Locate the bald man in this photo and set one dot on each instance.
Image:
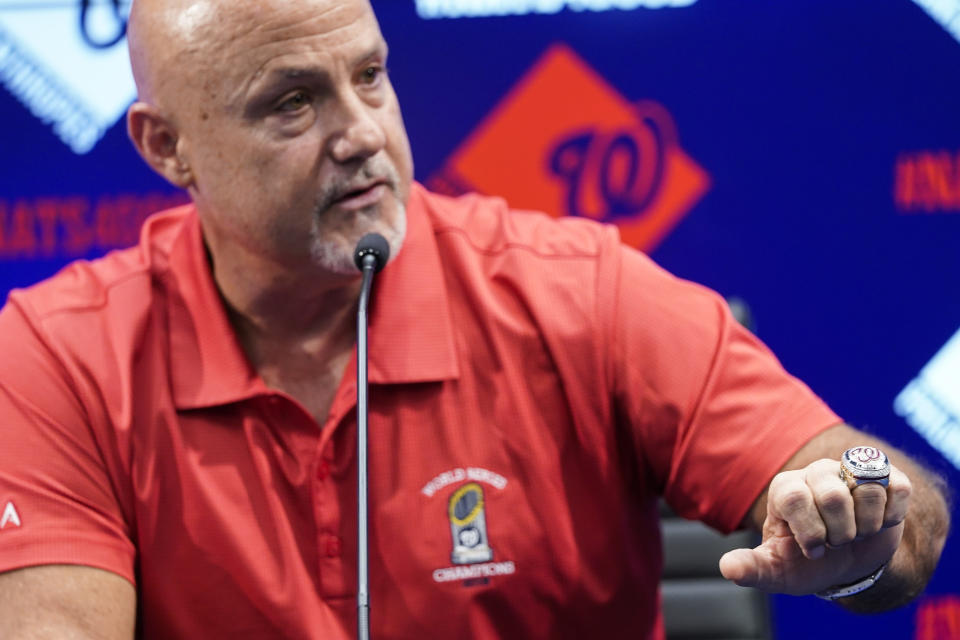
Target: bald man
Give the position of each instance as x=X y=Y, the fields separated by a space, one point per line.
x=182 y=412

==

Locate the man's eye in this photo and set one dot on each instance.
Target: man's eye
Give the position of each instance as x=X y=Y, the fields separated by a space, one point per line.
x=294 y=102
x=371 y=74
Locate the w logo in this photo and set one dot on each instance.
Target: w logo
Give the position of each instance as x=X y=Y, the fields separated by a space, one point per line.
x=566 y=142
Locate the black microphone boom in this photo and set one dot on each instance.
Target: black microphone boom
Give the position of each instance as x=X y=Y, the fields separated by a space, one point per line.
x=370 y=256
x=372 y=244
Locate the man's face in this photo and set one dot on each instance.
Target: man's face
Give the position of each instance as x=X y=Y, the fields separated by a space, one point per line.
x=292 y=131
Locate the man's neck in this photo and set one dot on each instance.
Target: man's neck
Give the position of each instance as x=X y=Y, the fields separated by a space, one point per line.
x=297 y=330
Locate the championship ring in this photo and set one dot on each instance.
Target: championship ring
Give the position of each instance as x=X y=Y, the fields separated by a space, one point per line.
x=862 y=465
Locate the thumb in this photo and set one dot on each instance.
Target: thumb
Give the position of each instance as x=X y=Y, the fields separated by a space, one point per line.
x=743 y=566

**任务说明**
请把以上记录中从含有"Locate the w"的那一行起，到含有"x=297 y=330"的那一行止的所有行原样重抄一遍，首尾两行都包括在内。

**预期输出**
Locate the w logo in this photo and set one dot on each instance.
Target: w logo
Give the position of each instance as x=X y=Y, the fields separated by a space, one point per line.
x=566 y=142
Locate the black microphone boom in this photo and set one dot on each instance.
Target: black microphone boom
Give the position of each instance as x=X y=Y, the fields separated by a space, one point per line.
x=370 y=256
x=372 y=244
Locate the man's face in this photo and set one dot on each instance.
Target: man's face
Give the position of each instance as x=X y=Y, the fields separated by a space, one point per line.
x=292 y=131
Locate the man's neck in this photo and set one dot on each instance.
Target: man's neck
Give the position of each instance as x=X y=Y, the fields separated by a space, one point per line.
x=297 y=330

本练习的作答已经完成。